Can you edit the material below so every "field log" becomes "survey sheet", with nothing else changed?

######

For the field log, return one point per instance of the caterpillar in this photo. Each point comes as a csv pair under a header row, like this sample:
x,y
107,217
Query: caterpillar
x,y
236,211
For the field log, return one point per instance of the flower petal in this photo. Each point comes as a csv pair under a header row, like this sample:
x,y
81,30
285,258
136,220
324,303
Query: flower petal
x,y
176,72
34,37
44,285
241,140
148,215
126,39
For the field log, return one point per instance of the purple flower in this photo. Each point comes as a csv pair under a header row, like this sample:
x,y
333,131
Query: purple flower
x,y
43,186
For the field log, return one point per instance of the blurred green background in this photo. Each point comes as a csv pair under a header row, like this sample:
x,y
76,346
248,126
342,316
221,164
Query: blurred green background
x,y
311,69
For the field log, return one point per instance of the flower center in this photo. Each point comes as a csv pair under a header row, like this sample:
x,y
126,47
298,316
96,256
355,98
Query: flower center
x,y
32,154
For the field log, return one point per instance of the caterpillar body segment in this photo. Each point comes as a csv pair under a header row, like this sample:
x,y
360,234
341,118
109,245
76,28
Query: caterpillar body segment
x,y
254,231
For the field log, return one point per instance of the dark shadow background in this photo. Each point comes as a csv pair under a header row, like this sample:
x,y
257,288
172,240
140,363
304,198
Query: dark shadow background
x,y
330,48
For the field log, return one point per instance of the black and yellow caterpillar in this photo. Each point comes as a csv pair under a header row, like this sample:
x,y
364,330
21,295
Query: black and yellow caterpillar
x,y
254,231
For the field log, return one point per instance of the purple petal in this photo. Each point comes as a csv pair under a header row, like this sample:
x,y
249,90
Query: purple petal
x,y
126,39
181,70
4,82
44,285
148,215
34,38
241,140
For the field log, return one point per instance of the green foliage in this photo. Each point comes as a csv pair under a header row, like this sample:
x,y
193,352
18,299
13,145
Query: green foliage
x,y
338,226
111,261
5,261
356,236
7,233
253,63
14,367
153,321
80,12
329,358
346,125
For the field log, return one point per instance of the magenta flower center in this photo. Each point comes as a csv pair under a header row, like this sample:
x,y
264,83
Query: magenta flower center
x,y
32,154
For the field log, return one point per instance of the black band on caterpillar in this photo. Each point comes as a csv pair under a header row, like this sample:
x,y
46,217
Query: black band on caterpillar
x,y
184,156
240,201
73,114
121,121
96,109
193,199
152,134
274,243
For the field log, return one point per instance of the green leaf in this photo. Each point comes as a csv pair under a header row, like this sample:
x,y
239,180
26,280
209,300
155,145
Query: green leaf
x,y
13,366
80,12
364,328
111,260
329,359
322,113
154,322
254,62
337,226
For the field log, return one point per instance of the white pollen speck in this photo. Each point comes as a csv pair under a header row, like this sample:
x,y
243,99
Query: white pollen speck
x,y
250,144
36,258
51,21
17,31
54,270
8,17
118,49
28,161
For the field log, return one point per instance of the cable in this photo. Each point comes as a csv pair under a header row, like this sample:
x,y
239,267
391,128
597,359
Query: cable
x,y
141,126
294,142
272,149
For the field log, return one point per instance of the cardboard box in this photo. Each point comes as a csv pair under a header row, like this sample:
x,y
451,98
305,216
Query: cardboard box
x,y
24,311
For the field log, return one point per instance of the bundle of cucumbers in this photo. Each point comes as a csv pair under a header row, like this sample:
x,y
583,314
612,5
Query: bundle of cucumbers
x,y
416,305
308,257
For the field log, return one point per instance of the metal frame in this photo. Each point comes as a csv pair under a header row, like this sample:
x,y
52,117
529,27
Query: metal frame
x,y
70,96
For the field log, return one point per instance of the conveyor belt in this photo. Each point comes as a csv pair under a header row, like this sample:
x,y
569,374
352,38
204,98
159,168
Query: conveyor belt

######

- CORRECT RESULT:
For the survey sheet, return one point per instance of the caterpillar in this photo. Each point comes as a csv pair under a header row, like this sample:
x,y
107,217
Query: caterpillar
x,y
236,211
For the survey sheet, return one point per instance of the flower petal in this photo. Each point comes as a csv pair under a header row, like this sample:
x,y
81,30
285,258
136,220
324,303
Query: flower petal
x,y
176,72
34,37
44,285
241,140
148,215
126,39
For the survey sheet, return one point per instance of the purple flower in this photo. Each point comes as a csv pair under a header row, like this sample:
x,y
333,131
Query: purple flower
x,y
43,186
For the survey sheet, return one point per instance of the blurred green background in this photo. Each point comes as a csv pair under a header row, like this sample:
x,y
76,346
248,126
342,316
221,164
Query: blurred green background
x,y
311,69
For the survey sheet, return one point per instance of the flower center in this photo. Each point comes as a csv pair under a header row, like this sample:
x,y
126,47
298,316
96,256
355,98
Query: flower center
x,y
32,154
For the survey sheet, return one point per instance of the caterpillar body segment in this photo. Each point comes as a csv pair under a header row, like this sample:
x,y
360,234
341,118
109,245
76,28
Query: caterpillar body segment
x,y
254,231
For the survey sheet, return one point per instance of the dark shadow background in this photo. Each point comes as a csv pair under a header row, like this sample:
x,y
257,288
172,240
140,363
304,198
Query: dark shadow background
x,y
330,48
For the survey sheet, return one point per instance of the black and yellow caterpillar in this photo. Each point comes as a csv pair under a header row, like this sample:
x,y
364,330
21,295
Query: black and yellow caterpillar
x,y
254,231
For the survey sheet, return one point per instance of the purple petal in this photo. Each point comes as a csv pair under a header row, like this sample:
x,y
249,90
Query: purple petal
x,y
126,39
181,70
4,82
44,285
148,215
34,38
241,140
For the survey sheet, return one point per instance of the green foliage in this photo. Each point comes as a csv pair under a header row, like this sample:
x,y
193,352
18,299
13,145
Query: green foliage
x,y
338,226
111,261
5,261
356,236
7,233
253,63
14,367
153,321
80,12
329,358
346,125
For the survey sheet, return one point per instance of the magenta flower center in this photo. Each point comes as a csv pair under a header row, like this sample:
x,y
264,83
Query: magenta flower center
x,y
32,154
For the survey sheet, return one point per instance of the black band on caterpillar in this photo. Each point comes as a csv pair under a header row, like this sample:
x,y
46,217
Query: black band on caterpillar
x,y
184,156
240,201
73,114
121,121
96,109
193,199
152,134
274,243
For the survey sheet, return one point per instance of the green leaf in this photo. Each point comes as a csv pair under a header row, like this sample:
x,y
239,180
26,280
209,300
155,145
Query: green leaf
x,y
13,366
80,12
364,328
111,260
329,359
322,113
154,322
254,62
337,226
For the survey sheet, return one point per instance of the white pollen speck in this photo. Each point comes as a csv pair under a header row, like this sample:
x,y
243,99
Query: white pollen speck
x,y
250,144
36,258
51,21
17,31
54,270
8,17
118,49
28,161
For the survey sheet, return one point per instance of the cable in this photo. Each point comes as a csv pair under a header row, like this sample:
x,y
239,267
391,128
597,359
Query: cable
x,y
141,126
294,142
272,149
For the survey sheet, return one point per instance of the cardboard box in this photo. Each point comes as a csv pair under a header row, like this sample:
x,y
451,98
305,216
Query: cardboard box
x,y
24,311
For the survey sheet, return one point per instance of the bundle of cucumbers in this photo. Each point comes as a csv pair under a header row, like this sample:
x,y
583,314
612,5
Query: bundle of cucumbers
x,y
416,305
308,257
For the survey sheet, return one point per instance of the metal frame in this photo. Each point comes as a csv pair under a header row, like this sample:
x,y
52,117
529,27
Query: metal frame
x,y
70,96
For the survey sheet, return one point per instance of the conveyor belt in this photo. Each point comes as a csv pair under a header row, like this sample:
x,y
569,374
352,38
204,98
159,168
Query: conveyor belt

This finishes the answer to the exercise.